» PASSAGE FOR REVIEW:
○ ○ ○ ○ ○ ○ ○

Direct comparisons are not possible for documents larger than 128,000 tokens.
You could try semantically chunking the document via a semantic chunker, The one I make use of is by Llama Index and can chunk documents by semantic meaning.
Usually, these chunks are then vectorised and stored in a vector database for semantic similarity searching. However, you could take those chunks and pass them to an OpenAI GPT model for summarisation, you could then include all of the summaries in one document which is now hopfully small enough to parse in a single prompt.
Below what i am doing right now.
I create chunks of 300 tokens from a PDF, generate vectors, and store them in a vector database. When I have a question, I generate a vector and perform a cosine similarity search. However, due to the token limit, I’m unable to process the entire PDF. What is the best way to summarize the whole PDF instead of working within the token limit?
Think of summarising like compressing an image with JPEG, the more you summarise (compress), the more details will get lost.
In a JPEG, you begin seeing artifacts etc.
The same happens with the data for the AI.
So - summarising can be great when you can’t have an unlimited context window, but too much can make the data unusable. You have to figure out a compromise for yourself.
Most of the summerizer tools out there but they didn’t provide full summarises i have seen people complaining about key topics, which i was trying to solve.
It is a technical limitation.
Check this out for more information.
Currently it is impossible to solve your problem as the AI won’t have a sufficient context length.

○ ○ ○ ○ ○ ○ ○

» DATASET CONTENT:
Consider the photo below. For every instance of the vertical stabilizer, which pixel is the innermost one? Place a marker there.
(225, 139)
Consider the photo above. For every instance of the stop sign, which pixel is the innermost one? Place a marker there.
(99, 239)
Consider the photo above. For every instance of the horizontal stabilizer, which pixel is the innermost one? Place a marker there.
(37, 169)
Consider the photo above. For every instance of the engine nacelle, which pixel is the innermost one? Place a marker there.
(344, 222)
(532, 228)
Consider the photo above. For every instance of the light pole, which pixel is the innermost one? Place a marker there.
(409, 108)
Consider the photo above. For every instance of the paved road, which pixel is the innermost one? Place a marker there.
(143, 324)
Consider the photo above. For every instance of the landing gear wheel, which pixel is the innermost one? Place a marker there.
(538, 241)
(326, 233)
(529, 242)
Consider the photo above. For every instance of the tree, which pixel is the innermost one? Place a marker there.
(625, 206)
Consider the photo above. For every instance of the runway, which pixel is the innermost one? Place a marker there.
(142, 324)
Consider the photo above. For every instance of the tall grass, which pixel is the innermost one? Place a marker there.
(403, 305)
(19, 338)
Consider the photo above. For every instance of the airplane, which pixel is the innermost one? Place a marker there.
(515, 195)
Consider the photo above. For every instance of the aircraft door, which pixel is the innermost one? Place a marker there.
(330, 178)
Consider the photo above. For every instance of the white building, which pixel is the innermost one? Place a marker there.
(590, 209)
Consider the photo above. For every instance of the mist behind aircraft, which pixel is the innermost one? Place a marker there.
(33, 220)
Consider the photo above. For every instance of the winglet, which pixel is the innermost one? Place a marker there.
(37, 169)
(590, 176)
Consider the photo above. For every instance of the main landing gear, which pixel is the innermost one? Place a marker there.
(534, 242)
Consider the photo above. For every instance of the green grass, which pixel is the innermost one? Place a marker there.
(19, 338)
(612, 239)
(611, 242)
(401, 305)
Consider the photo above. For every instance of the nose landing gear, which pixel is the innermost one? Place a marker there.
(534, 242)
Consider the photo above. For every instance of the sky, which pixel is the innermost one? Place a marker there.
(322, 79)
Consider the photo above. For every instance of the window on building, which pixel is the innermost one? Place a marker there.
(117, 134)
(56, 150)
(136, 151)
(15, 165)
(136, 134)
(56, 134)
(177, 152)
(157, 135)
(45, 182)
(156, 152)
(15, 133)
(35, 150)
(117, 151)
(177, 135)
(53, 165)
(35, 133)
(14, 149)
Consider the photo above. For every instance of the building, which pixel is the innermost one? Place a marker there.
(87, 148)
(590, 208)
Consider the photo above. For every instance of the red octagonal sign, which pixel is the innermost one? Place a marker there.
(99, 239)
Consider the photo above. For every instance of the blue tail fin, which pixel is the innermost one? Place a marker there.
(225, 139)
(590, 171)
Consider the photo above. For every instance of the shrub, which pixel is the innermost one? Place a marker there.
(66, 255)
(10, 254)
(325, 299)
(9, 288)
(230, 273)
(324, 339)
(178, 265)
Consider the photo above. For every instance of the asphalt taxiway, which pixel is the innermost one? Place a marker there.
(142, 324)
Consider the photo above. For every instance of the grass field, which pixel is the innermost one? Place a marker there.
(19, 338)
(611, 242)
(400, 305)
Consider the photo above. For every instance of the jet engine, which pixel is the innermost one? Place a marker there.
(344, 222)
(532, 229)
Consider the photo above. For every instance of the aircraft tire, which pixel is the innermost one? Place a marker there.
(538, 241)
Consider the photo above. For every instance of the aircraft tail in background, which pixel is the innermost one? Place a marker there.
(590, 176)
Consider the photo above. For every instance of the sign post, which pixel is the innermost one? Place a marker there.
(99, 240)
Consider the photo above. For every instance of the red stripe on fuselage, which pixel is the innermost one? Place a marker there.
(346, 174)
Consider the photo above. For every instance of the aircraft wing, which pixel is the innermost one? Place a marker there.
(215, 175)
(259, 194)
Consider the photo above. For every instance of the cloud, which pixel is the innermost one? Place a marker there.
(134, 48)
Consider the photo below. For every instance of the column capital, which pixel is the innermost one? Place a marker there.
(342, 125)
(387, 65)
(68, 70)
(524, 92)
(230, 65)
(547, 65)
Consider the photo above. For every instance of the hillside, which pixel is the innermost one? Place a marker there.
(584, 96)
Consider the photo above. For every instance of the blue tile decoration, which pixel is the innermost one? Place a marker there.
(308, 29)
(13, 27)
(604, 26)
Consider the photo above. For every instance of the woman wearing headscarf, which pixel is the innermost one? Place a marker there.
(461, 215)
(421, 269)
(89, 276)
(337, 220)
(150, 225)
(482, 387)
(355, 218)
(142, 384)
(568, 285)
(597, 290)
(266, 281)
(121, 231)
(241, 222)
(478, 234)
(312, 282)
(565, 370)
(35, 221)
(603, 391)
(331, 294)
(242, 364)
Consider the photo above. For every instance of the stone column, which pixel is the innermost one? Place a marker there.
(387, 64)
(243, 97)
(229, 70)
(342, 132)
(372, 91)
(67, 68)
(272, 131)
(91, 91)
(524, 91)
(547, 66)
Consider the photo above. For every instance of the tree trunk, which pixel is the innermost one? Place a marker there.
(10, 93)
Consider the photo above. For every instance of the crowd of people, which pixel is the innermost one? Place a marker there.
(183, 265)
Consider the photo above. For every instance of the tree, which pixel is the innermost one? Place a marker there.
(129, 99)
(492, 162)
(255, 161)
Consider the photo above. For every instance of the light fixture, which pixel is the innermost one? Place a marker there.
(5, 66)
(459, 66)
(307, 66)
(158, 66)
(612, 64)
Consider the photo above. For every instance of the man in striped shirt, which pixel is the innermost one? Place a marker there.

○ ○ ○ ○ ○ ○ ○

» WORK REQUIRED: Using the discussion on summarizing long PDFs, say whether each statement agrees with it, answering yes or no and quoting the words that decide it: (a) Direct comparisons work for documents over 128,000 tokens. (b) One writer splits a PDF into chunks of 300 tokens. (c) The more you summarize, the more detail you keep.

» TASK OUTPUT:
(a) No: "Direct comparisons are not possible for documents larger than 128,000 tokens."
(b) Yes: "I create chunks of 300 tokens from a PDF"
(c) No: "the more you summarise (compress), the more details will get lost."